Exercise brief:
Can you render every row below as a numbered list, one line per entry, with blank lines left out?

Data records:

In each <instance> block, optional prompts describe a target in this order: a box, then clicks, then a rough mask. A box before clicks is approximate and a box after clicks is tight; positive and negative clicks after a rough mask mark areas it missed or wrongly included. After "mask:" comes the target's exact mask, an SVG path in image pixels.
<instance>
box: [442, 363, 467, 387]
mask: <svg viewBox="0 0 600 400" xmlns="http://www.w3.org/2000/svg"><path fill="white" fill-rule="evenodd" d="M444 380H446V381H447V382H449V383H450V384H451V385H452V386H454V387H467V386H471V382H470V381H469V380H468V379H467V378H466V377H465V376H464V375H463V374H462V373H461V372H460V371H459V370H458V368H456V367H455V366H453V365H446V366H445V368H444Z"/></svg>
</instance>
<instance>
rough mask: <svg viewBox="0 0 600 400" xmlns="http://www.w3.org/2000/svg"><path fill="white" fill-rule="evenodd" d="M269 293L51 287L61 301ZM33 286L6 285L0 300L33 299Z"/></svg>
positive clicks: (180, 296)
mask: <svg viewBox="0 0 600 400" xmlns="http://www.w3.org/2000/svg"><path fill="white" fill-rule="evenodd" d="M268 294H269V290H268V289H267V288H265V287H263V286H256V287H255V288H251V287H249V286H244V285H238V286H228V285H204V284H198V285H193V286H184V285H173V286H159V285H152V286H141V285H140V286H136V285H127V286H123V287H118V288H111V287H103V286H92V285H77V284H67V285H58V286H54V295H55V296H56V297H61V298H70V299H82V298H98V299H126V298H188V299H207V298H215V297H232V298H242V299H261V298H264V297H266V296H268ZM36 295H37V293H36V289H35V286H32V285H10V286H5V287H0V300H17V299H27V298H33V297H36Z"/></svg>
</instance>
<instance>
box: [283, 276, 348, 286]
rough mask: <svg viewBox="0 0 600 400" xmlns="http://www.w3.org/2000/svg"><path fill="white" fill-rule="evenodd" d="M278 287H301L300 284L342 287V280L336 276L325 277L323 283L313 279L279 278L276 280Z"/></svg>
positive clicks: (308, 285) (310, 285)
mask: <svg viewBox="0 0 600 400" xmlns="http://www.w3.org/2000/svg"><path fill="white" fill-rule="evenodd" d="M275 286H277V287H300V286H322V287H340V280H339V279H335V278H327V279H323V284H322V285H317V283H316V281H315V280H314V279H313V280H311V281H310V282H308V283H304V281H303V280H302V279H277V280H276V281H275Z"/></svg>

Expected output:
1. In each <instance> block, optional prompts describe a target in this order: a box, then clicks, then a rough mask. A box before clicks is approximate and a box after clicks is tight; positive and negative clicks after a rough mask mark areas it missed or wrongly included. After "mask:" comes the target's exact mask, an SVG path in image pixels.
2. <instance>
3. box: [442, 363, 467, 387]
4. mask: <svg viewBox="0 0 600 400" xmlns="http://www.w3.org/2000/svg"><path fill="white" fill-rule="evenodd" d="M444 380H446V381H447V382H449V383H450V384H451V385H452V386H454V387H467V386H471V382H470V381H469V380H468V379H467V378H466V377H465V376H464V375H463V374H462V373H461V372H460V371H459V370H458V368H456V367H455V366H453V365H446V366H445V368H444Z"/></svg>
5. </instance>
6. <instance>
7. rough mask: <svg viewBox="0 0 600 400" xmlns="http://www.w3.org/2000/svg"><path fill="white" fill-rule="evenodd" d="M269 293L51 287L61 301ZM33 286L6 285L0 300L33 299Z"/></svg>
8. positive clicks: (180, 296)
9. mask: <svg viewBox="0 0 600 400" xmlns="http://www.w3.org/2000/svg"><path fill="white" fill-rule="evenodd" d="M268 294H269V290H268V289H267V288H265V287H263V286H256V287H255V288H251V287H249V286H244V285H238V286H228V285H204V284H198V285H193V286H184V285H173V286H159V285H152V286H141V285H140V286H136V285H127V286H123V287H118V288H111V287H103V286H92V285H77V284H67V285H58V286H54V295H55V296H56V297H61V298H70V299H82V298H98V299H126V298H188V299H207V298H215V297H232V298H242V299H261V298H264V297H266V296H268ZM36 295H37V293H36V289H35V286H32V285H10V286H5V287H0V300H17V299H27V298H33V297H36Z"/></svg>
10. </instance>
11. <instance>
12. box: [283, 276, 348, 286]
13. rough mask: <svg viewBox="0 0 600 400" xmlns="http://www.w3.org/2000/svg"><path fill="white" fill-rule="evenodd" d="M278 287H301L300 284L342 287V280L336 276L325 277L323 283L313 279L279 278L276 280Z"/></svg>
14. positive clicks: (308, 285) (310, 285)
15. mask: <svg viewBox="0 0 600 400" xmlns="http://www.w3.org/2000/svg"><path fill="white" fill-rule="evenodd" d="M275 286H277V287H300V286H322V287H340V280H339V279H335V278H327V279H323V284H322V285H317V283H316V281H315V280H314V279H313V280H311V281H310V282H308V283H304V281H303V280H302V279H277V280H276V281H275Z"/></svg>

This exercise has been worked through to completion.